### WHAT THE TASK ASKS
Can you write out the records below exactly as they stand, every line included?

### PROVIDED INFORMATION

>> Begin

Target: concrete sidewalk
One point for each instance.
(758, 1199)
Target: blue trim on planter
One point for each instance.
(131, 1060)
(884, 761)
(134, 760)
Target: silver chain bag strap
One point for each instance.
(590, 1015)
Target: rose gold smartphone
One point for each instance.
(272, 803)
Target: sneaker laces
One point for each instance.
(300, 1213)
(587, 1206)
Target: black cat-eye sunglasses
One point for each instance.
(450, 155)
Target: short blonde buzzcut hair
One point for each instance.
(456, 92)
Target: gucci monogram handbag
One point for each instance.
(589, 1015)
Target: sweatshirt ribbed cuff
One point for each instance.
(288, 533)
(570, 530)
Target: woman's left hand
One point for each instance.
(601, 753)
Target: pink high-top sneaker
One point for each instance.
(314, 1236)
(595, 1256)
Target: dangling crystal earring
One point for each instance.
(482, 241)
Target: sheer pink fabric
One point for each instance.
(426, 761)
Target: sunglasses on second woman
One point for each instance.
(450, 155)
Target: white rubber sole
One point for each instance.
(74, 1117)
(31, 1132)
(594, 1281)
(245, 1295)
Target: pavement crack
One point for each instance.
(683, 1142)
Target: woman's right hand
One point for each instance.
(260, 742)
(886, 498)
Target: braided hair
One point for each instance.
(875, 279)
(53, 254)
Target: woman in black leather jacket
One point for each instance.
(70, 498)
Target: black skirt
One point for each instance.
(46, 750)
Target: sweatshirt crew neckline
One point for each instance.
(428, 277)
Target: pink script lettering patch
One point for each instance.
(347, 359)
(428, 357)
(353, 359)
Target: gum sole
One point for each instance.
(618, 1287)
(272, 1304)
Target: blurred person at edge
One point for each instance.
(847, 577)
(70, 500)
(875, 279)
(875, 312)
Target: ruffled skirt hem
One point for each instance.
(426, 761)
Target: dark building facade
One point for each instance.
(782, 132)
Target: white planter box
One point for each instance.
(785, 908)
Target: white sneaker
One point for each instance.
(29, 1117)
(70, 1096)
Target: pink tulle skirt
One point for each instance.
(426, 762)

>> End

### OUTPUT FOR THIS TASK
Target: concrete sidewalk
One point for each instance.
(758, 1199)
Target: blue trim on planter
One point for each instance.
(131, 1060)
(884, 761)
(134, 760)
Target: silver chain bag strap
One point for each instance.
(590, 1015)
Target: rose gold smartphone
One point for each instance.
(272, 803)
Target: sneaker laces
One point for each instance.
(300, 1213)
(587, 1206)
Target: black cat-eye sunglasses
One point for each instance.
(450, 155)
Target: short blonde buzzcut hair
One point for each instance.
(456, 92)
Target: gucci monogram handbag
One point for each instance.
(589, 1015)
Target: sweatshirt ribbed cuff
One point for each instance.
(288, 533)
(570, 530)
Target: woman's left hand
One point for each instance.
(601, 753)
Target: pink high-top sneaker
One point for each instance.
(314, 1236)
(595, 1256)
Target: dangling crystal earring
One point for each instance.
(482, 241)
Target: sheer pink fabric
One point for each instance.
(426, 761)
Target: sunglasses on second woman
One point for each instance.
(450, 155)
Target: white rubber sole
One point for each instance.
(74, 1117)
(31, 1132)
(594, 1281)
(245, 1295)
Target: pavement crack
One point for each instance.
(683, 1142)
Target: woman's right hand
One point for each instance.
(260, 742)
(886, 498)
Target: braided hair
One point for each instance.
(875, 279)
(53, 254)
Target: woman in black leather jacket
One point for each instance.
(70, 498)
Target: black skirt
One point for each instance.
(46, 750)
Target: sweatshirt crew neckline
One point for each instance.
(428, 277)
Target: pink script lettering patch
One point for each instance.
(347, 359)
(428, 357)
(353, 359)
Target: gum sole
One point for each instance.
(618, 1287)
(272, 1304)
Target: blurred person at edge
One point for each instance.
(847, 577)
(70, 500)
(875, 279)
(875, 312)
Target: ruffled skirt hem
One point for each instance.
(426, 761)
Target: dark building facade
One point for each instance.
(782, 132)
Target: white planter box
One point for each instance.
(785, 908)
Target: white sneaker
One point for each instance.
(29, 1117)
(70, 1096)
Target: pink tulle skirt
One point for each instance.
(426, 762)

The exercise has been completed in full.